§ **WORK INSTRUCTIONS**: Identify every line in the records below that contains the word "cover", and copy each of those lines.

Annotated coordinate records
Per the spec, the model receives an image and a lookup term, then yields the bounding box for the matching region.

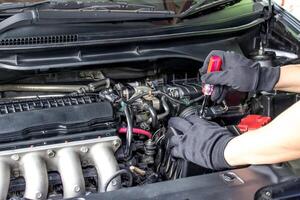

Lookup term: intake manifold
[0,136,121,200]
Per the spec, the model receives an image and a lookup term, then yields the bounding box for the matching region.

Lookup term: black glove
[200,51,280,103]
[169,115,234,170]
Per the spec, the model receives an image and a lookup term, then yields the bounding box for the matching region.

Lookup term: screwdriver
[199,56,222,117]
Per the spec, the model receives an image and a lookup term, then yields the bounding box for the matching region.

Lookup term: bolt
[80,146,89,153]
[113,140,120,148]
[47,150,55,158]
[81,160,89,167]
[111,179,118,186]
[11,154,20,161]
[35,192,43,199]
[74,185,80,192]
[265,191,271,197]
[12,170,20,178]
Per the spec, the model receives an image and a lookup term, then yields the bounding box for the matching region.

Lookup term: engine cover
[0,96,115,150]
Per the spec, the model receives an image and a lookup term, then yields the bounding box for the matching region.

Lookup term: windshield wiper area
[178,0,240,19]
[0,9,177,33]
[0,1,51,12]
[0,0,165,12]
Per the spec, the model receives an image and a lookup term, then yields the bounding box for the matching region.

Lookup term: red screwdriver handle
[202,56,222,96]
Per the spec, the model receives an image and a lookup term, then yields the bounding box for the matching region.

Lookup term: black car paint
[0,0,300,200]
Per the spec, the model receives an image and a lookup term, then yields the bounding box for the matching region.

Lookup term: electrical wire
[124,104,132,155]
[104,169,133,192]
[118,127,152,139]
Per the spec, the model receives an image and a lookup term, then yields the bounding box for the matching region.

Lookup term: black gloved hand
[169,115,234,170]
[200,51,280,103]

---

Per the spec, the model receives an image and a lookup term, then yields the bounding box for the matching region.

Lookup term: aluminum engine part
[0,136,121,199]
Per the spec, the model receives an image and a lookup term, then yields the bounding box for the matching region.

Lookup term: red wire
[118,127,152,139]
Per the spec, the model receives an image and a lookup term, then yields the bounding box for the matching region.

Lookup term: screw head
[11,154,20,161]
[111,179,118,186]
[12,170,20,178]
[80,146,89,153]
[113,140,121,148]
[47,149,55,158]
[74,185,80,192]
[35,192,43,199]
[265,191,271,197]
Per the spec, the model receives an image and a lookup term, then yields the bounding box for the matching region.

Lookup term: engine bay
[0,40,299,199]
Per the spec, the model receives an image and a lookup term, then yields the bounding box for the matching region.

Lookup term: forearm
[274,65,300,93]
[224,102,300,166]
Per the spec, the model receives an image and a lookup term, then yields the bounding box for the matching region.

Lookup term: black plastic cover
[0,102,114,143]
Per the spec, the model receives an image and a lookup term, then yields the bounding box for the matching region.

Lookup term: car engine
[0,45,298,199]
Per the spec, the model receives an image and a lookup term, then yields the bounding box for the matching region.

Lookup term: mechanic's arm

§ **TASK ANSWER**:
Lookup term: engine cover
Lookup term: black plastic cover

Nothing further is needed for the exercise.